(Materials provided)

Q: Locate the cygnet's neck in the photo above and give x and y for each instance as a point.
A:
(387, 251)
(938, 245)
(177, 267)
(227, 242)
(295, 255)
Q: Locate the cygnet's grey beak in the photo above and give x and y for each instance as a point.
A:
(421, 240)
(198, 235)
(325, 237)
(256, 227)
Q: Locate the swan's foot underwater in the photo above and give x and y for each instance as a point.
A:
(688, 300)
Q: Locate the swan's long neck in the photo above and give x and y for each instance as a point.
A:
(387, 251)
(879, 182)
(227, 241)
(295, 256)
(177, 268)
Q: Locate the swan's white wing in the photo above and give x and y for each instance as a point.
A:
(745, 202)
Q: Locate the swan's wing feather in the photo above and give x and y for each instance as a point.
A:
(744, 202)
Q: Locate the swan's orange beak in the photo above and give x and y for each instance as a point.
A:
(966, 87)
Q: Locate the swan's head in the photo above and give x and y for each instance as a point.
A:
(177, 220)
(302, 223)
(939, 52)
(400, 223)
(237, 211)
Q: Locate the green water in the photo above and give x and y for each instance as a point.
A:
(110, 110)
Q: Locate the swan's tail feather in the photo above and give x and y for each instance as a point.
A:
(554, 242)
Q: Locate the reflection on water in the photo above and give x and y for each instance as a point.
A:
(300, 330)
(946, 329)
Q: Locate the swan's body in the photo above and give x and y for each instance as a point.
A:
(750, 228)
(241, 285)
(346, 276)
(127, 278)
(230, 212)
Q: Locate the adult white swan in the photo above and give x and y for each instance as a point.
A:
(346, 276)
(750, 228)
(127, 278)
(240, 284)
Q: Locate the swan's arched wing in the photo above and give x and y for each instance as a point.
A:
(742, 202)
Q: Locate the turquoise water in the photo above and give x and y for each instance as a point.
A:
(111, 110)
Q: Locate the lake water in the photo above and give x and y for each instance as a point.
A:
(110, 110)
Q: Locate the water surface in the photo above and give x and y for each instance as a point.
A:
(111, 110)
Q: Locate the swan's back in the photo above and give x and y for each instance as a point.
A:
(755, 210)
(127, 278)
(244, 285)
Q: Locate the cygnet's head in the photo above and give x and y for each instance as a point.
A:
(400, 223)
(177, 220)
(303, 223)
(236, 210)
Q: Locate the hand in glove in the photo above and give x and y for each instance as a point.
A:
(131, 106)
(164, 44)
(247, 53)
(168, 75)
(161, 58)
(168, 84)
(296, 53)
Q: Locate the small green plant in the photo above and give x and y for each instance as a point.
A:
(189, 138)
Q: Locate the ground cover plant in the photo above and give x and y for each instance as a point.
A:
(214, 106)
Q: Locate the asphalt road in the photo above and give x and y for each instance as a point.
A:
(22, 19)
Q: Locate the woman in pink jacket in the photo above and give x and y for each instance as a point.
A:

(End Materials provided)

Please find the lines in the data that contain the word "wing" and copy them.

Q: Locate the swan's white wing in the photo above and give x and y for each instance as a point.
Q: Locate the swan's wing feather in the photo above and give x and y for each instance as a point.
Q: Locate the swan's arched wing in the photo above and give x and y for each instance as a point.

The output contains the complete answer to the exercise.